── Records shown ──

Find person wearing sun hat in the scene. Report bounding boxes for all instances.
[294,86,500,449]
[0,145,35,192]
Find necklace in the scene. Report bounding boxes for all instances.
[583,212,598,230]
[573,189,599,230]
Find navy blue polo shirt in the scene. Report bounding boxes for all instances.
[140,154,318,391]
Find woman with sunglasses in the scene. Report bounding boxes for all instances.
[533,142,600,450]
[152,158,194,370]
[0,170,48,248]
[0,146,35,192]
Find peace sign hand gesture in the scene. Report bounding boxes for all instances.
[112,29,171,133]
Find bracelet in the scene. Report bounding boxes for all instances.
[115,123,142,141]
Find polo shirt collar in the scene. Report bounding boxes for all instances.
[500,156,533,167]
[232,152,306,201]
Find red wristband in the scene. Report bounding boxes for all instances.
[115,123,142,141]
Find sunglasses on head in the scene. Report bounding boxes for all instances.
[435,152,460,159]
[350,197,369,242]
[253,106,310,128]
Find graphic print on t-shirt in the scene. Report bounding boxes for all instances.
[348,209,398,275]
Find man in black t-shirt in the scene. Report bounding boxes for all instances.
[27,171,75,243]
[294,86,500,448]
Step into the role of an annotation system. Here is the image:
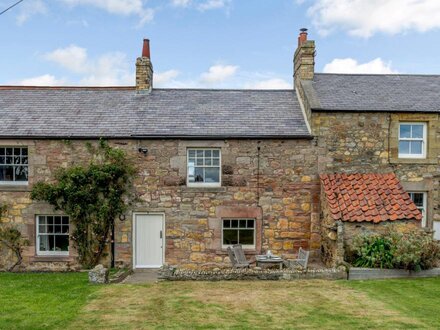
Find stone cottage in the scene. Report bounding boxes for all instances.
[0,30,440,270]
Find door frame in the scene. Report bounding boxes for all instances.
[131,211,166,269]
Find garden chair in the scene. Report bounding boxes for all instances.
[228,244,250,268]
[289,247,310,269]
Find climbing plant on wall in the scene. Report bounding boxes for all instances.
[31,140,136,268]
[0,205,29,272]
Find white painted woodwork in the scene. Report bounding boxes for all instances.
[134,214,164,268]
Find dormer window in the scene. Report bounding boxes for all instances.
[399,123,427,158]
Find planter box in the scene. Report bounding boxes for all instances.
[348,267,440,280]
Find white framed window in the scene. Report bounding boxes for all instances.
[222,219,255,249]
[408,192,428,227]
[399,123,427,158]
[36,215,69,256]
[0,146,29,185]
[187,148,221,187]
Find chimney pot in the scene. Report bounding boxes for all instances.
[142,39,150,58]
[298,28,307,47]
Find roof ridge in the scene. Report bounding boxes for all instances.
[315,72,440,77]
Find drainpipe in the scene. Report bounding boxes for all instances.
[110,219,115,268]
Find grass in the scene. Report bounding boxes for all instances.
[0,274,440,330]
[0,273,98,329]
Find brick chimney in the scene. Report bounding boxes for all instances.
[136,39,153,93]
[293,28,315,87]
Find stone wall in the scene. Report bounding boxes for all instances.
[0,140,320,270]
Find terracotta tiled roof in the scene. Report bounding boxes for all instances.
[320,173,422,223]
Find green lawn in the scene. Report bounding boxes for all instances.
[0,273,440,330]
[0,273,98,329]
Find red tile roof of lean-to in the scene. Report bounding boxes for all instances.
[320,173,422,223]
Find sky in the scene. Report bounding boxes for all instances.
[0,0,440,89]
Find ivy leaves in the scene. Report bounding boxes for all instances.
[31,140,136,268]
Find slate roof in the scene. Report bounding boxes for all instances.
[302,73,440,112]
[0,86,310,138]
[320,173,422,223]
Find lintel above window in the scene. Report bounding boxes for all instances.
[187,148,221,187]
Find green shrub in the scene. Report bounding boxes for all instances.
[351,226,440,271]
[353,235,394,268]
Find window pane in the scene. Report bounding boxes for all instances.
[223,229,238,245]
[411,141,422,155]
[205,167,220,182]
[194,167,203,182]
[15,166,28,181]
[412,125,423,139]
[240,229,254,245]
[399,141,409,154]
[410,193,423,207]
[400,124,411,138]
[54,235,69,251]
[0,166,14,181]
[40,235,50,251]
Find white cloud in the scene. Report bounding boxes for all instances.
[61,0,154,25]
[197,0,231,11]
[153,70,180,87]
[18,74,65,86]
[16,0,47,25]
[323,57,397,74]
[308,0,440,38]
[200,64,238,84]
[244,78,293,89]
[43,45,135,86]
[171,0,191,7]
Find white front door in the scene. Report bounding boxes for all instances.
[134,213,164,268]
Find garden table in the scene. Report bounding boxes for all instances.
[255,254,284,269]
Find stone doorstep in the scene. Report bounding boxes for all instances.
[348,267,440,280]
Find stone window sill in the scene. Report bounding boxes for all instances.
[215,249,259,256]
[181,186,226,192]
[31,256,74,262]
[0,184,31,192]
[390,158,438,165]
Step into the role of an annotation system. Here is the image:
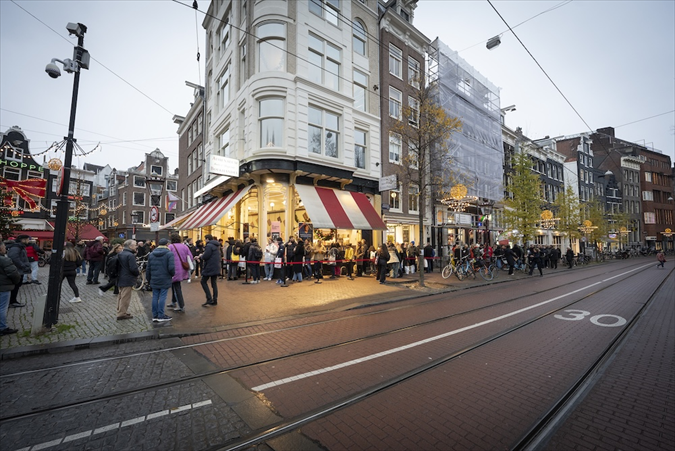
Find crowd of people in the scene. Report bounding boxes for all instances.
[0,233,665,335]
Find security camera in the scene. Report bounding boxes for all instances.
[45,60,61,78]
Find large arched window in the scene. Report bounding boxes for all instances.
[352,20,366,56]
[256,22,286,72]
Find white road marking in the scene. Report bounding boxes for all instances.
[16,399,213,451]
[251,263,651,391]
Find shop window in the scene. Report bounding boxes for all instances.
[307,106,340,158]
[256,22,286,72]
[259,98,284,147]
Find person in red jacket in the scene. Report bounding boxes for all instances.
[84,236,105,285]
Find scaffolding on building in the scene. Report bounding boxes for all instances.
[428,38,504,202]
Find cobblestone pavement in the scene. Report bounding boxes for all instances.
[0,266,612,353]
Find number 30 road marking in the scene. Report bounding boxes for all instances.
[554,310,626,327]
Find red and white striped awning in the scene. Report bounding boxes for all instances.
[295,185,387,230]
[159,210,197,230]
[179,185,251,230]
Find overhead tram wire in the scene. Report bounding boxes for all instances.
[10,0,175,116]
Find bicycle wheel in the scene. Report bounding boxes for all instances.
[131,269,145,291]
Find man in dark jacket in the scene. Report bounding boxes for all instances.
[117,240,140,320]
[0,241,21,335]
[84,236,105,285]
[7,235,30,308]
[145,238,176,323]
[200,235,220,307]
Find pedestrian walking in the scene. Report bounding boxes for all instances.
[246,238,263,283]
[98,243,124,296]
[0,244,22,335]
[167,233,194,313]
[6,235,31,308]
[565,247,574,269]
[199,235,220,307]
[145,238,176,323]
[656,251,666,268]
[262,237,279,280]
[61,243,82,303]
[75,240,87,276]
[117,240,140,321]
[376,243,390,284]
[84,236,105,285]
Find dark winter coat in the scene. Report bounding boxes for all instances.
[63,252,82,276]
[145,246,176,290]
[0,255,21,292]
[201,240,220,277]
[117,249,140,288]
[85,240,105,262]
[6,241,31,274]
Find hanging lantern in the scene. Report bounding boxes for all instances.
[47,158,63,171]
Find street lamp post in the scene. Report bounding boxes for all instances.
[42,23,89,329]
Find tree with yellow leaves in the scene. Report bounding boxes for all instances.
[391,77,462,286]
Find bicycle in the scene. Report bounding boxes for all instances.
[441,257,457,279]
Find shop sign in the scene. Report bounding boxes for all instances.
[214,155,239,177]
[379,174,398,192]
[298,222,314,240]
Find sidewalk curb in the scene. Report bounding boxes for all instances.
[0,330,164,361]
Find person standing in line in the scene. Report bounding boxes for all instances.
[145,238,176,323]
[377,243,391,284]
[85,236,105,285]
[262,237,278,280]
[274,237,286,285]
[167,233,192,313]
[656,251,666,268]
[75,240,87,276]
[7,235,30,308]
[61,242,82,303]
[98,243,123,296]
[565,247,574,269]
[0,244,22,335]
[23,238,45,285]
[292,239,305,282]
[504,244,516,276]
[200,235,220,307]
[117,240,140,321]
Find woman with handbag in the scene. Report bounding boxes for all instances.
[167,233,195,313]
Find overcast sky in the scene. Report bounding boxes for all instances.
[0,0,675,173]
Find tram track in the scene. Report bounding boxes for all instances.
[0,265,650,424]
[214,264,673,451]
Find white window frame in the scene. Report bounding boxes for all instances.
[389,43,403,80]
[258,97,286,148]
[307,105,342,158]
[131,191,146,207]
[389,132,402,164]
[408,56,422,89]
[389,86,403,120]
[352,19,368,56]
[256,22,286,72]
[354,129,368,169]
[353,69,368,111]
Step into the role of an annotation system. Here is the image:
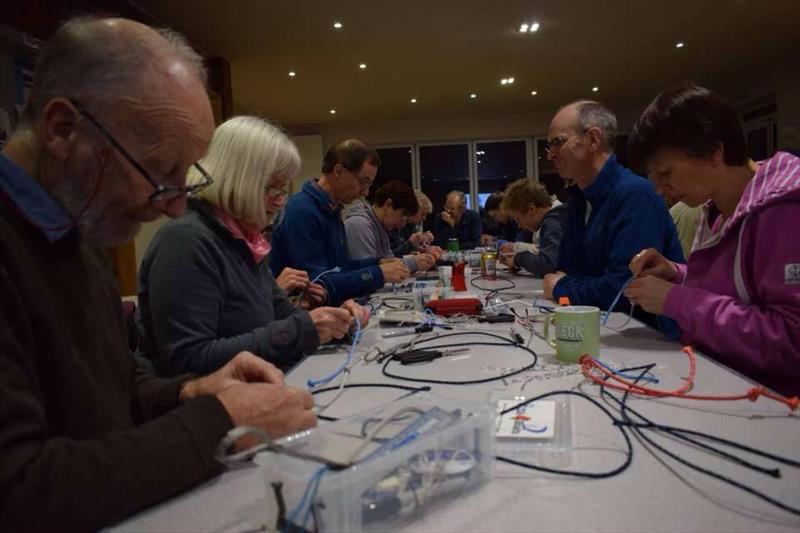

───

What to work on. Retype the lines from the one containing "Find dark winter" through the one containing "[441,257,457,279]", including both of those lines.

Output for this task.
Find dark winter coat in the scene. Report bounding boxes for all instances.
[63,252,82,276]
[145,246,176,290]
[0,255,21,292]
[201,240,220,277]
[117,249,140,288]
[85,240,105,262]
[6,241,31,274]
Find hanging lantern in the scene. Report bounding boxes for all instances.
[47,158,63,171]
Find street lamp post in the scene. Report bounding boxes for all instances.
[42,23,89,329]
Find tree with yellow leaves in the scene. Report bounding boxes for all instances.
[391,77,462,286]
Find bicycle in the scene. Report bounding boxes for all instances.
[441,257,457,279]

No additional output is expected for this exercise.